AIM:
Reproduce the stretch of the material below from its start through the line that contains "0 379 1024 680", with "query phrase" changed to "search phrase" everywhere in it and nothing else altered. Give back only that stretch.

[start]

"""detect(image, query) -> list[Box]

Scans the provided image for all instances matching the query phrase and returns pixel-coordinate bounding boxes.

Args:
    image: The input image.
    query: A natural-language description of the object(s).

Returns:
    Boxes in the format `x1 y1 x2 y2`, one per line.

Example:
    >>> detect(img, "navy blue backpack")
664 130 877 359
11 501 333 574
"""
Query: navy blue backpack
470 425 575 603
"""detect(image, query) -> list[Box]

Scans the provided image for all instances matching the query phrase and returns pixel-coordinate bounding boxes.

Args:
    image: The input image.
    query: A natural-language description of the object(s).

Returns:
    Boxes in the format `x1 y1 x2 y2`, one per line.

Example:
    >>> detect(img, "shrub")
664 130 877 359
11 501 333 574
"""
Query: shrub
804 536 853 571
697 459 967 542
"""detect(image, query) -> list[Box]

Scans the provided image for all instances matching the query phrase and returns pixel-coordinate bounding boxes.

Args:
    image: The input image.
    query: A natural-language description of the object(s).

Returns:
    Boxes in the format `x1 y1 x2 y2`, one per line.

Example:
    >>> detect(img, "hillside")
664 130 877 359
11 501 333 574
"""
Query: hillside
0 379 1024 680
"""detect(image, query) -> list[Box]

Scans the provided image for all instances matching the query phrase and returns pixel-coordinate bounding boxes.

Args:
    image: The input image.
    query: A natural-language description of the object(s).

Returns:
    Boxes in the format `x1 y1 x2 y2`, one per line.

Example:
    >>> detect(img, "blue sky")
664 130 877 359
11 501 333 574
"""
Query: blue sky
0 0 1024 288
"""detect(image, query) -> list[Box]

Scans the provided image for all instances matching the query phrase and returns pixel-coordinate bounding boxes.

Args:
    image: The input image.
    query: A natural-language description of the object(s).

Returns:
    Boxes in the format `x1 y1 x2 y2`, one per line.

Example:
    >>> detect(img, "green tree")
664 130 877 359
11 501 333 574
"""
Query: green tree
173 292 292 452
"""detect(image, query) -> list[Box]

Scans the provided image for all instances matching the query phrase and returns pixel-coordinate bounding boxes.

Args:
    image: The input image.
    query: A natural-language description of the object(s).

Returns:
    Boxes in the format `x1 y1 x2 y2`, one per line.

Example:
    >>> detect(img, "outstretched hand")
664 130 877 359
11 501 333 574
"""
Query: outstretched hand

[end]

FINAL ANSWER:
"""detect(image, query) -> list[Box]

Scans the provided image for all instances matching the search phrase and returns pixel-coordinate bounding boxes.

Args:
    image: The input image.
    query: A natural-language description of the object(s).

Returns:
    Boxes in the format `x1 y1 x2 y2`, one per line.

Example:
    >>> detect(img, "navy blue backpack")
664 130 877 359
11 501 333 574
"""
Query: navy blue backpack
470 425 575 603
"""detect(image, query) -> list[Box]

Scans the provided image for all instances matching the search phrase and returns pixel-coordinate bounding boxes.

Args:
    image: The input image.
    query: A natural-language description of the object(s).

Returns:
    Boxes in the format `x1 y1 x2 y2`, one per line.

Example:
    >>> detect(img, "shrub")
664 130 877 359
11 501 333 574
"""
Query: shrub
804 536 853 571
697 459 967 542
"""detect(image, query) -> list[Box]

Scans the provided image for all instances matching the search phrase and returns pixel-coordinate bounding boxes.

Args:
    image: The input image.
    query: A natural-language description of the object(s).

Returns:
    Boxes in the format `x1 y1 x2 y2`, one per line.

Example:
    >>> detect(img, "hillside")
664 130 877 359
11 501 333 574
"""
Query: hillside
0 379 1024 680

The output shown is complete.